▶ Task objective: Could you print every line from the first one of the records below through the line containing "Target: woman in gray jacket", with both included and nothing else?

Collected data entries
· · · ·
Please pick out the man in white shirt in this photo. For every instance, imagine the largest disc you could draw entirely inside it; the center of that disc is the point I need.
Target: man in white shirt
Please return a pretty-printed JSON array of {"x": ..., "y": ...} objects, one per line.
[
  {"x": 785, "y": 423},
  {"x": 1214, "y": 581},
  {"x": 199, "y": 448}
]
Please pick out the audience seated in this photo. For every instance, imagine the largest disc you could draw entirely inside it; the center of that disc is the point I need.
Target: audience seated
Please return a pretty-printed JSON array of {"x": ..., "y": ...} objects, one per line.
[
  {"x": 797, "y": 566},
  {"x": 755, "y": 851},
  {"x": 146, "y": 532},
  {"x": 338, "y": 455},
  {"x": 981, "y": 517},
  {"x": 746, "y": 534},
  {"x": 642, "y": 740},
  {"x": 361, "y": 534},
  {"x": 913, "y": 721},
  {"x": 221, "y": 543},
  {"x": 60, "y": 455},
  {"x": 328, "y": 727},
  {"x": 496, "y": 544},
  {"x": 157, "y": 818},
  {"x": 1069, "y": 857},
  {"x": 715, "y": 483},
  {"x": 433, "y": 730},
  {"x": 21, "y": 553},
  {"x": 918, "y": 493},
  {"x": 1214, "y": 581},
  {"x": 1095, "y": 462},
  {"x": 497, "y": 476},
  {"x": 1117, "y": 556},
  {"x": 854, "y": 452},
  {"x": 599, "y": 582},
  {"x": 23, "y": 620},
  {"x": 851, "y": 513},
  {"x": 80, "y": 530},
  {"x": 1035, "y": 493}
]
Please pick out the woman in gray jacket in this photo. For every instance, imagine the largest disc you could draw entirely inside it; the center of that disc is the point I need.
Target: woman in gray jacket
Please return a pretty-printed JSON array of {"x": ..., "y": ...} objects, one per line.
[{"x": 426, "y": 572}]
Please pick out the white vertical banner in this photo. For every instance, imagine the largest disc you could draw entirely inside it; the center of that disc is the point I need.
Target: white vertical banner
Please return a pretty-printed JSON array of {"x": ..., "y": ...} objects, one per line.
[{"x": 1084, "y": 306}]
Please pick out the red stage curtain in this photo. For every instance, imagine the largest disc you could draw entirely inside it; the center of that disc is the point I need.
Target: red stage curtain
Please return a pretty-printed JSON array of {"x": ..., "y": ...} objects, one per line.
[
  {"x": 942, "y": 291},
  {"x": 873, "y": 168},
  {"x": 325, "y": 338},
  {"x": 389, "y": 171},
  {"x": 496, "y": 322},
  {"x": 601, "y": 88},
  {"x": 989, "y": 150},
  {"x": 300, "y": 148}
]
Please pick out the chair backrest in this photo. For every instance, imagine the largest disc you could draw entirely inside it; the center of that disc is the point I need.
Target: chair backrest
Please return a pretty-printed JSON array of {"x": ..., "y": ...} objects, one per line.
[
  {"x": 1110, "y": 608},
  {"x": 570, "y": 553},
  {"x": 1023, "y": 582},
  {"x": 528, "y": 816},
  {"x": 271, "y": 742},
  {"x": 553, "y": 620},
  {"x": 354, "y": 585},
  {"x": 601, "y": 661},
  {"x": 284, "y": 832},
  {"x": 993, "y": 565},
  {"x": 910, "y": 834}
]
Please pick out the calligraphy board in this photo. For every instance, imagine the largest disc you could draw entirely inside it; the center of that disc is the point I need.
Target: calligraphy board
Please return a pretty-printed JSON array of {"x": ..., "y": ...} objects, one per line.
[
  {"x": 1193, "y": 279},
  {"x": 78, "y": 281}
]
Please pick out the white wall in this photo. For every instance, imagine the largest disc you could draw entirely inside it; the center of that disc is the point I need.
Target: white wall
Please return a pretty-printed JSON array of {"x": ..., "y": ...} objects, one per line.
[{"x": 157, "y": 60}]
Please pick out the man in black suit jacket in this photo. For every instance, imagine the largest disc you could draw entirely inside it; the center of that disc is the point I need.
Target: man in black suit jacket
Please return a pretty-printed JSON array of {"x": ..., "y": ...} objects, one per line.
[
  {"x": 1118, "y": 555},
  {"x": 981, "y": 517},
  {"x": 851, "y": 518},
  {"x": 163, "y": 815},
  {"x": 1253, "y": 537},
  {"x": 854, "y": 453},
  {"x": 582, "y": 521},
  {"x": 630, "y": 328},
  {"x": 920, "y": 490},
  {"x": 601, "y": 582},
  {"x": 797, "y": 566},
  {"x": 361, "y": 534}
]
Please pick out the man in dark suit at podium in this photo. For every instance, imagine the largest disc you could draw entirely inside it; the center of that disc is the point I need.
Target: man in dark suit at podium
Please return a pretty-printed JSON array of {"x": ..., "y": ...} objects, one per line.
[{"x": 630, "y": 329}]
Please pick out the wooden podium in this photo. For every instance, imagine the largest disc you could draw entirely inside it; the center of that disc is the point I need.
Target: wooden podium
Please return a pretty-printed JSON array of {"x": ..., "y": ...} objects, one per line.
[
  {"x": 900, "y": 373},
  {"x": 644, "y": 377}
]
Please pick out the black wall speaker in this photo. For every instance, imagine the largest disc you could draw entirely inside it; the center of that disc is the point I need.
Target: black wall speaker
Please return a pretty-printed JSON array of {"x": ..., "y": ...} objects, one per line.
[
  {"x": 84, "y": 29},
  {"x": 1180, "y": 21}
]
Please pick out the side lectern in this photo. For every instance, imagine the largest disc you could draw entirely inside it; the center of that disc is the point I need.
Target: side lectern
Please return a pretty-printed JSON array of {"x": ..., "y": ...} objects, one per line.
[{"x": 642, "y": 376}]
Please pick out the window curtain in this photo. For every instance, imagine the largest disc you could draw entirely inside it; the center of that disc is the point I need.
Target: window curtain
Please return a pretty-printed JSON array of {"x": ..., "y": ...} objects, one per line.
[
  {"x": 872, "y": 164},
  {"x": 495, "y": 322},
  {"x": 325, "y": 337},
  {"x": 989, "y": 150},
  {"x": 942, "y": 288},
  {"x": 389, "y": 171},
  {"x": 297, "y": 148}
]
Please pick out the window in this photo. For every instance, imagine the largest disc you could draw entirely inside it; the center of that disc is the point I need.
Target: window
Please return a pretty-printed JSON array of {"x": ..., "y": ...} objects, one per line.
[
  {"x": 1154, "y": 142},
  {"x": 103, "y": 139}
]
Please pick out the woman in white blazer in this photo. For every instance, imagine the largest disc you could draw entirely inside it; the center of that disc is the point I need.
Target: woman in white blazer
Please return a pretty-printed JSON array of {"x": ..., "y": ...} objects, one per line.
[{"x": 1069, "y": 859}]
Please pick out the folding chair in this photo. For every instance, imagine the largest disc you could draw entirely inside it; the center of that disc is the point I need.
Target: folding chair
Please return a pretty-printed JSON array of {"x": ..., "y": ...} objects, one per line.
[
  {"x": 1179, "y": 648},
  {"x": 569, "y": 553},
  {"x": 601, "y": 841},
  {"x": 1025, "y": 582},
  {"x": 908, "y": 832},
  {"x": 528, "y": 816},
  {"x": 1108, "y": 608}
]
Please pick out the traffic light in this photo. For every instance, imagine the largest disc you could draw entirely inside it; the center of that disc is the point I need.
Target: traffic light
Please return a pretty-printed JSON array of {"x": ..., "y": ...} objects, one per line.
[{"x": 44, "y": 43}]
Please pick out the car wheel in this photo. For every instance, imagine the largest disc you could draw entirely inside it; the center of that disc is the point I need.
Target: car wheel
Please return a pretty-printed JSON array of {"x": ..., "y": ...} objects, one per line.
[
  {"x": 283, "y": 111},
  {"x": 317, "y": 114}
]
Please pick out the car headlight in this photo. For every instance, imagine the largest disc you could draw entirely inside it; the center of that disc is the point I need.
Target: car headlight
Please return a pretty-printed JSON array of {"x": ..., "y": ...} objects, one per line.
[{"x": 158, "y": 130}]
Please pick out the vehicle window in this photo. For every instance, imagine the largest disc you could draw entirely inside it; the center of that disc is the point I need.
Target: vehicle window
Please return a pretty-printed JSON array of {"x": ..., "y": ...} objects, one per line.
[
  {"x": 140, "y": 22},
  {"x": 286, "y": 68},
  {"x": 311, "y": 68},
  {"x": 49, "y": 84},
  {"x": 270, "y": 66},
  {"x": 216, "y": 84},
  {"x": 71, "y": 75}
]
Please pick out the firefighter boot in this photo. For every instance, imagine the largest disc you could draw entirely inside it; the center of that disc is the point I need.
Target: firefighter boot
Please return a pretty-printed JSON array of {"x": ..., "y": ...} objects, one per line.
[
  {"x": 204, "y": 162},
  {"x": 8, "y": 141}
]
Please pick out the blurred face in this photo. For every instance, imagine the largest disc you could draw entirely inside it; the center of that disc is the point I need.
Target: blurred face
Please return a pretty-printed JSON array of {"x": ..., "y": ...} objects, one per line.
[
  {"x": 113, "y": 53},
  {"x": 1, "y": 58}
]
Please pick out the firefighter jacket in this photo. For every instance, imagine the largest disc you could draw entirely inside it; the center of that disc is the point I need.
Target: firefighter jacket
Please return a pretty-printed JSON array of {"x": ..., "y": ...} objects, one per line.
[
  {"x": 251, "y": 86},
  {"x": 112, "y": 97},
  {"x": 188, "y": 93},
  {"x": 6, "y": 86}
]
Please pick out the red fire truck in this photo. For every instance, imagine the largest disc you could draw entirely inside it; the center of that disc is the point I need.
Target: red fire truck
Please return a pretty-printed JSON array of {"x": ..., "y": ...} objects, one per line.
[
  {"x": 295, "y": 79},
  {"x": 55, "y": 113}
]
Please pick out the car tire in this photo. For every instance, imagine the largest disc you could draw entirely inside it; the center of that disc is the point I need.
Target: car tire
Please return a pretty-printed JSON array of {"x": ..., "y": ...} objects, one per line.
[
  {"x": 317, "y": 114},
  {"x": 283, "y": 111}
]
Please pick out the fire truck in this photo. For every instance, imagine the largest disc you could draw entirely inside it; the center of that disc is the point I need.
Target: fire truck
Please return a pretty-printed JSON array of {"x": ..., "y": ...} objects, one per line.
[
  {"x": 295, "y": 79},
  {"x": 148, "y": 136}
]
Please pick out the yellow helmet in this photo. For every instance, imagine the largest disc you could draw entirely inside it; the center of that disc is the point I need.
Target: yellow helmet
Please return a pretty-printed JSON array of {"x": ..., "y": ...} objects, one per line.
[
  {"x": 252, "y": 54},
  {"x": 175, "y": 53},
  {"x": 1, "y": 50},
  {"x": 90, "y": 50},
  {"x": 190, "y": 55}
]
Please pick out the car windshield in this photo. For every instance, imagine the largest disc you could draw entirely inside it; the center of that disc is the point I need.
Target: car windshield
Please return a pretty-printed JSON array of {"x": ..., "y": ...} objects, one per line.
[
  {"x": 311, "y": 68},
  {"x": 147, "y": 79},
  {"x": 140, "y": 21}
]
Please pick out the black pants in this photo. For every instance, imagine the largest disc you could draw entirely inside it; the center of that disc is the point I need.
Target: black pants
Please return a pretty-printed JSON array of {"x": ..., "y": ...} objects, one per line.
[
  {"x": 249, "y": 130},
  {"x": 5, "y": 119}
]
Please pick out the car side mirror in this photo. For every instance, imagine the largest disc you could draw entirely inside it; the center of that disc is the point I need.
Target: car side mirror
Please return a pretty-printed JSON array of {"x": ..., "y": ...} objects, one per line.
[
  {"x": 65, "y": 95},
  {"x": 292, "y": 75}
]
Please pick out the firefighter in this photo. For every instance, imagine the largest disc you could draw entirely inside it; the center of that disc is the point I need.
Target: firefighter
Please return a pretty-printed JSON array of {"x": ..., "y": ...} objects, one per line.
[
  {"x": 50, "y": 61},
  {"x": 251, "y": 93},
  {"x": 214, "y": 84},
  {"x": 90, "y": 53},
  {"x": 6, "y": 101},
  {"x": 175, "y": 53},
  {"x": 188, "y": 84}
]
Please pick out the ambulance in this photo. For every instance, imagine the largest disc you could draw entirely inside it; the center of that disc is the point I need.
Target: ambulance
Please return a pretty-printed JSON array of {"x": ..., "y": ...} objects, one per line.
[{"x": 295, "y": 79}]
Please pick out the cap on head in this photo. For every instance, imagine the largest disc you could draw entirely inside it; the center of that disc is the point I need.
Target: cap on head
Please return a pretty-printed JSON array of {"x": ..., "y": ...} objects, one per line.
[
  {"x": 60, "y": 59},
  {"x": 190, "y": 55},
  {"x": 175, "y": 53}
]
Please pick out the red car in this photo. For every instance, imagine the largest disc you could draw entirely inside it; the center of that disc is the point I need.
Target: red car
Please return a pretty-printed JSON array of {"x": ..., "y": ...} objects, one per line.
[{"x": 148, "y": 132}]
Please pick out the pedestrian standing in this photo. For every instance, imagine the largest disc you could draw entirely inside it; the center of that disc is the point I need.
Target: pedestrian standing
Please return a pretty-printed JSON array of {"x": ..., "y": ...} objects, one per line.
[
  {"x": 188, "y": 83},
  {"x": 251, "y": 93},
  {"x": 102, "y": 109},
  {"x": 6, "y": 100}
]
· · · ·
▶ Finished exercise:
Please pick out the man in white shirt in this photo. For every instance, imagine the largest disc you could draw entirely inside it; the center of that disc is the point I need.
Target: man in white shirt
Please return a pretty-printed JSON array of {"x": ..., "y": ...} objects, one per line.
[
  {"x": 785, "y": 423},
  {"x": 1214, "y": 581},
  {"x": 199, "y": 448}
]
Please pick out the audience seated in this photo. For every instance, imagine the largest disc you could draw entirely inside it; the center of that disc is the point I need.
Target: audience seated
Please return a pretty-printed JSON array of {"x": ..., "y": ...} objects, one per line.
[
  {"x": 797, "y": 566},
  {"x": 755, "y": 851},
  {"x": 146, "y": 532},
  {"x": 338, "y": 455},
  {"x": 981, "y": 517},
  {"x": 746, "y": 534},
  {"x": 642, "y": 740},
  {"x": 361, "y": 534},
  {"x": 913, "y": 721},
  {"x": 221, "y": 543},
  {"x": 60, "y": 455},
  {"x": 328, "y": 727},
  {"x": 496, "y": 544},
  {"x": 157, "y": 818},
  {"x": 1069, "y": 857},
  {"x": 715, "y": 483},
  {"x": 433, "y": 730},
  {"x": 21, "y": 553},
  {"x": 918, "y": 493},
  {"x": 1214, "y": 581},
  {"x": 1095, "y": 462},
  {"x": 497, "y": 476},
  {"x": 1117, "y": 556},
  {"x": 854, "y": 452},
  {"x": 599, "y": 582},
  {"x": 23, "y": 620},
  {"x": 851, "y": 513},
  {"x": 80, "y": 530},
  {"x": 1035, "y": 493}
]
Please pick out the woman in gray jacket in this photo. For every instance, imagine the largest disc you could draw entirely inside it; the center of that disc is the point I need.
Target: woman in gray jacket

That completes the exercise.